:: LISTED RECORDS
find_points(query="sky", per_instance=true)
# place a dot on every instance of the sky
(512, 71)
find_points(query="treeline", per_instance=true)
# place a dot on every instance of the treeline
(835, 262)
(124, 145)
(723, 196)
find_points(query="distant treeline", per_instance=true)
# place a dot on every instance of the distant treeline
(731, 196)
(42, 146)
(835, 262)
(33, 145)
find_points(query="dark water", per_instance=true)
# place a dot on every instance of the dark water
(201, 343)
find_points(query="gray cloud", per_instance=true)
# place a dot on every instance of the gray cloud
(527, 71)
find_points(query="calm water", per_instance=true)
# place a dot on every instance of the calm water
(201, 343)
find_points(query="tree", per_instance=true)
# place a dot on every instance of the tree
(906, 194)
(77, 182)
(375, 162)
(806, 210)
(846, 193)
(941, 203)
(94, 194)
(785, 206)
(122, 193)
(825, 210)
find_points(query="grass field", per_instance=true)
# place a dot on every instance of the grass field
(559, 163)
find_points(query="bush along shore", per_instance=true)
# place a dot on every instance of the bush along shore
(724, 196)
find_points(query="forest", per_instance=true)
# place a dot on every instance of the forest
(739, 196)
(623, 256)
::::
**GIVEN TASK**
Transcribe all of the entries without altering anything.

**EXERCISE RESULT**
find_points(query="sky", per_instance=true)
# place a dot on every instance of the sky
(512, 71)
find_points(query="treeline", per_instance=true)
# place a dot on every instance of the treeline
(835, 262)
(124, 145)
(723, 196)
find_points(query="distant treeline", per_instance=true)
# place a dot on every instance of the distant treeline
(731, 196)
(42, 146)
(835, 262)
(33, 145)
find_points(query="dark water", per_instance=true)
# place a dot on every instance of the dark water
(201, 343)
find_points(query="gray cloud", per_instance=true)
# place a dot on every instance of the gray cloud
(527, 71)
find_points(query="calm water", per_instance=true)
# place a dot on every instance of the calm water
(201, 343)
find_points(query="tree", per_instance=true)
# place a dot on every instance of the tree
(906, 194)
(77, 182)
(375, 162)
(806, 210)
(846, 193)
(941, 203)
(94, 194)
(785, 206)
(122, 193)
(825, 210)
find_points(query="grass field", per_instance=true)
# place a dot on every instance of the grass field
(559, 163)
find_points(query="bush along shore", per_instance=true)
# place a dot on every instance of the bush along shore
(724, 196)
find_points(query="forest", per_instance=true)
# place a dot on every instance of the forest
(739, 196)
(623, 256)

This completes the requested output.